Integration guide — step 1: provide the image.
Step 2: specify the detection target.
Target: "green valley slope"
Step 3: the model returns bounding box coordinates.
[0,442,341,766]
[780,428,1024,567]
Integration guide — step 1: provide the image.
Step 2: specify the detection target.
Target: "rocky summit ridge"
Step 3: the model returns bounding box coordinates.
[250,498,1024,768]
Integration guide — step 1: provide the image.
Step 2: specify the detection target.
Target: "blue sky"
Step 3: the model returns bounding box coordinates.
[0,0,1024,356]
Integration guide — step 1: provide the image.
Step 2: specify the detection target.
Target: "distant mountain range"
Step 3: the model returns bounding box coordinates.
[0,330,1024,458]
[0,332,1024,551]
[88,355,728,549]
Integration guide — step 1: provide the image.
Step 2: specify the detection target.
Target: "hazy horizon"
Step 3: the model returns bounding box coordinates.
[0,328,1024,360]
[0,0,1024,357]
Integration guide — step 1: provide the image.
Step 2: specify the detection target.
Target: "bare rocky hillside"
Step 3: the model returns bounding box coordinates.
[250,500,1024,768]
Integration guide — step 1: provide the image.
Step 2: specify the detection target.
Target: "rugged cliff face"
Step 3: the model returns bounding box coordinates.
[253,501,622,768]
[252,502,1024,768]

+ + +

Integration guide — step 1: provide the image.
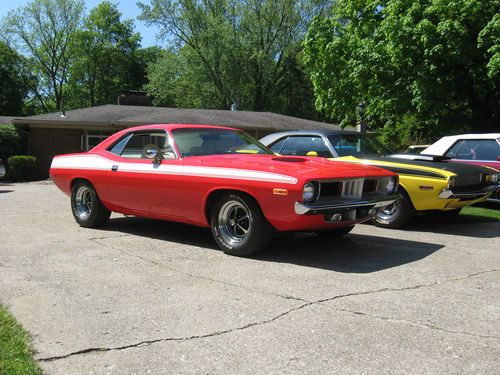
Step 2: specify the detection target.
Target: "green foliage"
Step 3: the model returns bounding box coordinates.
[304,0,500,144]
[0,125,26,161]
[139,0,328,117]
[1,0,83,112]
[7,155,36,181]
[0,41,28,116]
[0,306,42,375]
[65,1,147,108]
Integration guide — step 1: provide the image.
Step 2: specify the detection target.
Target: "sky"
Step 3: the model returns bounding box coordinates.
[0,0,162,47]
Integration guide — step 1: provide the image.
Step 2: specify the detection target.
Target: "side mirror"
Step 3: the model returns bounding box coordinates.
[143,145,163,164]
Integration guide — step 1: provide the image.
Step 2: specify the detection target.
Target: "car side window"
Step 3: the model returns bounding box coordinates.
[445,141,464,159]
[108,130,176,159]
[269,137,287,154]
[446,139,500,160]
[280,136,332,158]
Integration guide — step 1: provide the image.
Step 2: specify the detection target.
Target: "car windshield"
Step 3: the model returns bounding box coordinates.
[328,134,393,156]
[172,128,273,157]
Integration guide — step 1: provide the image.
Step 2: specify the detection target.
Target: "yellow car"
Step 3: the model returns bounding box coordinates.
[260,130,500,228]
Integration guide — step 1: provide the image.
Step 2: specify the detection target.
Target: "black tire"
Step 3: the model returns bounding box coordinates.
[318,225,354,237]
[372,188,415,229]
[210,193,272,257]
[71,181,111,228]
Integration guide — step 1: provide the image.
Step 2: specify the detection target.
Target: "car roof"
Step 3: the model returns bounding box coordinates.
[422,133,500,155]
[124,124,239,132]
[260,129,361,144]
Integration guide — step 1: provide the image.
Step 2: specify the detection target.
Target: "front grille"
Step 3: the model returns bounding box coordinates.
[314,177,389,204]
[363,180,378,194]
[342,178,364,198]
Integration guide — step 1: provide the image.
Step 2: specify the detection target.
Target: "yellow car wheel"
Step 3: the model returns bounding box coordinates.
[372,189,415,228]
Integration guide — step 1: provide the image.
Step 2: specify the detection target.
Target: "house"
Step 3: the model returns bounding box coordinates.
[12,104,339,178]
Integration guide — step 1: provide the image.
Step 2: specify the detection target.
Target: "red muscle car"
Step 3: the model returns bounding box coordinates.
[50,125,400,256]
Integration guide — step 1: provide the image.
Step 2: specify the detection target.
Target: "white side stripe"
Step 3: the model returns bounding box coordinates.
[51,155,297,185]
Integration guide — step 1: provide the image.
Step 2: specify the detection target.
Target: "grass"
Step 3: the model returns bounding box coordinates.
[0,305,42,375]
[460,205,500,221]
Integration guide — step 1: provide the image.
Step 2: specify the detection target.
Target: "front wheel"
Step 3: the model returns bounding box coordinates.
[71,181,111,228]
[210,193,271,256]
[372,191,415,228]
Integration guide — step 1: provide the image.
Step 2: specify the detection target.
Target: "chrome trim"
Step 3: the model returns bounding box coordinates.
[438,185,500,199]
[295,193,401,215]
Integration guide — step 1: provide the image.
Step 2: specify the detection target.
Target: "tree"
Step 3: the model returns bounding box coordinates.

+ + +

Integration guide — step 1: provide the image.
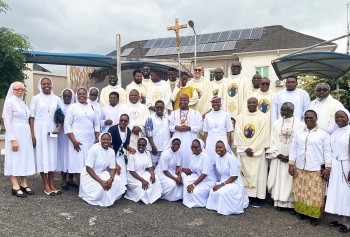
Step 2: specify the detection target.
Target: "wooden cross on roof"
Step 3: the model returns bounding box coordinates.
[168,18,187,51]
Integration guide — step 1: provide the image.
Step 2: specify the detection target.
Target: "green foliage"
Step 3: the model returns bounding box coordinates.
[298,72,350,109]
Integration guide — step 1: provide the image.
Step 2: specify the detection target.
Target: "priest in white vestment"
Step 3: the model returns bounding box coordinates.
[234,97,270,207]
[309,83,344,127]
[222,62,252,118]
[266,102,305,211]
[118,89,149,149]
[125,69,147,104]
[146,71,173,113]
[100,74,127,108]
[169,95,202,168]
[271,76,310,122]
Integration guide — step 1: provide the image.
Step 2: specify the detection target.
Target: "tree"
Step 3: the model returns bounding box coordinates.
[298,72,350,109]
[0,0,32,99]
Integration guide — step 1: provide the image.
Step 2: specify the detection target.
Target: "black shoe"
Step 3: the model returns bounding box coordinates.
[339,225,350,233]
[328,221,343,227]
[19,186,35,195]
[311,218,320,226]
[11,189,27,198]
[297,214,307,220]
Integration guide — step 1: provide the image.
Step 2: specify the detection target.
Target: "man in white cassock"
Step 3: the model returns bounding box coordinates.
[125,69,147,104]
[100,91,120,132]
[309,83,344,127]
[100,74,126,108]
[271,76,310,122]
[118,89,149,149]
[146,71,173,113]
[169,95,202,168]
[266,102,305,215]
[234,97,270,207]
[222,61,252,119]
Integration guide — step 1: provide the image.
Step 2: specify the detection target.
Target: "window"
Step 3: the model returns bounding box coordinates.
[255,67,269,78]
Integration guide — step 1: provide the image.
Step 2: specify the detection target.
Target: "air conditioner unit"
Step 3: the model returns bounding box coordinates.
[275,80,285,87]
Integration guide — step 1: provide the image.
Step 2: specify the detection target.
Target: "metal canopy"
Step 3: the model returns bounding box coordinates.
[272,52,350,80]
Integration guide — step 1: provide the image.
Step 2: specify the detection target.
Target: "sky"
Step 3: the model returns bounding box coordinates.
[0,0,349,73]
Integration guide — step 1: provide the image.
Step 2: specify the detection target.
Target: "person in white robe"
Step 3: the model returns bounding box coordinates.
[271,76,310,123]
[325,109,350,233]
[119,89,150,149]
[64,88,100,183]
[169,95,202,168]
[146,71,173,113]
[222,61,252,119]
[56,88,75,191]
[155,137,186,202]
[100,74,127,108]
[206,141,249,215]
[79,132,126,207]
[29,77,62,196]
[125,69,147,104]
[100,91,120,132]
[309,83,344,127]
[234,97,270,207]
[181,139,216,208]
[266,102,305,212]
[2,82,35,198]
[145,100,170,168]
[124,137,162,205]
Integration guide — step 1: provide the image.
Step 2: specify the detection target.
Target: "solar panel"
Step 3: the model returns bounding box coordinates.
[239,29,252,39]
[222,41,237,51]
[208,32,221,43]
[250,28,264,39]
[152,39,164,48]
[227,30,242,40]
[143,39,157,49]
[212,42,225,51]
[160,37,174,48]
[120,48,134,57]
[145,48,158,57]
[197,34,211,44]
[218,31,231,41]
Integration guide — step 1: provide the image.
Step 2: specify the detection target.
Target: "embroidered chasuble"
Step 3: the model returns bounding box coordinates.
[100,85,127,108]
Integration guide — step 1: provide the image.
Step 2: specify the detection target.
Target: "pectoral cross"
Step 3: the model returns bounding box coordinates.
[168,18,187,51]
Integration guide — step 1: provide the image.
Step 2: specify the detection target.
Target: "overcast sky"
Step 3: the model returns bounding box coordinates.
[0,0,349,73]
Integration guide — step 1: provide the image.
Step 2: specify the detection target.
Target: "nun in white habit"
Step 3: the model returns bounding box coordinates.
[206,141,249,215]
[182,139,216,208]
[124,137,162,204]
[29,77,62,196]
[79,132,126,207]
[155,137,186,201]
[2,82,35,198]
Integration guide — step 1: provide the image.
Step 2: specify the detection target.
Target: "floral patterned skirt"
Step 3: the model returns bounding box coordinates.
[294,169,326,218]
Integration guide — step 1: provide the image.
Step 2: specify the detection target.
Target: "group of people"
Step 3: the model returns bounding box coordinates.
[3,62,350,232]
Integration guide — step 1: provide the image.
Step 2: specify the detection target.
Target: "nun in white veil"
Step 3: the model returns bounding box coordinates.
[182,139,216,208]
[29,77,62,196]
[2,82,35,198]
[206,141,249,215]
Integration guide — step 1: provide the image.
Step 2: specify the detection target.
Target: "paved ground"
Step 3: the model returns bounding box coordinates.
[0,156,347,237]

+ + +

= Requirement =
Please show every line above that contains the word "window", copying each such line in full.

= Reply =
Target: "car side window"
Target: "window"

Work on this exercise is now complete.